Exercise details: In the passage on hashing methods, what does anchor graph hashing (AGH) use to estimate data similarity?

>> START Text passage

Unsupervised hashing methods employ unlabeled data in the training process, and the hash functions are learned mainly from the original data structure, and does not make any use of the label information. This type of hashing includes spectral hashing [47], principal component hashing [30], principal component analysis [11], iterative quantization (PCA-ITQ) [6], scalable graph hashing with feature transformation [14], and inductive manifold hashing (IMH) [38]. However, as the label information of the input data does not be considered in unsupervised hashing methods, certain useful information, critical to pattern classification, may be lost. Therefore, various supervised hashing methods have been proposed based on their enhanced discriminative recognition abilities. The K-means hashing (KMH) [9] was proposed to generate hash codes through K-means clustering and quantization simultaneously. Anchor graph hashing (AGH) [26] was proposed to estimate data similarity through anchors. Recently, with the rapid advances in deep learning, a CNN has achieved a significant breakthrough in the visual area. Deep Hashing (DH) in [28] is a deep unsupervised framework, and aims to learn hierarchical non-linear transformations and minimize the loss between a compact real-valued vector and the learned binary code. Similarity-Adaptive Discrete Hashing (SADH) [39] proposed an unsupervised architecture as an alternative approach to deep model training, similarity updating and code optimization.

>> END Text passage
>> START Supplied data

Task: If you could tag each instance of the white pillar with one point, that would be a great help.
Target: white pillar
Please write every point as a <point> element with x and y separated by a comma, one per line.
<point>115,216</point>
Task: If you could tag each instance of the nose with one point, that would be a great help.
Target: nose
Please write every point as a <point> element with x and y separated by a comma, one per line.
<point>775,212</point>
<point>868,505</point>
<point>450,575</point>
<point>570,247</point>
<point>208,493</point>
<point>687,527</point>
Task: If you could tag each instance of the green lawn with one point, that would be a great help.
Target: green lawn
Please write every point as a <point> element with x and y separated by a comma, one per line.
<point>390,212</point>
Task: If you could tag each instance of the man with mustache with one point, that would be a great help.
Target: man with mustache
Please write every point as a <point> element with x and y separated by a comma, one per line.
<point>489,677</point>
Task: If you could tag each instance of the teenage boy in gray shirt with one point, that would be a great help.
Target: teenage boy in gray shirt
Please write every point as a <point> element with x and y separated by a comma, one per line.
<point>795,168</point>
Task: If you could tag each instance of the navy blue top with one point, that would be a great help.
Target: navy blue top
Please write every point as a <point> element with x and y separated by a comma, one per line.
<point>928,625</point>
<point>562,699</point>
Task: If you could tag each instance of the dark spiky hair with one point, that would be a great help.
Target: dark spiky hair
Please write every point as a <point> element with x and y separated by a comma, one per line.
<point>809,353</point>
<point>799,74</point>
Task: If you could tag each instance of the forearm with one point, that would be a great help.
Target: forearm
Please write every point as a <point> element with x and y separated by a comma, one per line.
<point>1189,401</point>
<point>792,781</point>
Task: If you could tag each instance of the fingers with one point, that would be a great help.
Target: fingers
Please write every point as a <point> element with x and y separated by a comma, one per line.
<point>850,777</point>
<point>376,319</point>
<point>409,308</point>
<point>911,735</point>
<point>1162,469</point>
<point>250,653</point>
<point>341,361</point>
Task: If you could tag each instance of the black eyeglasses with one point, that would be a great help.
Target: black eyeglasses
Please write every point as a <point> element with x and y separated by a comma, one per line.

>> END Supplied data

Final result: Anchors.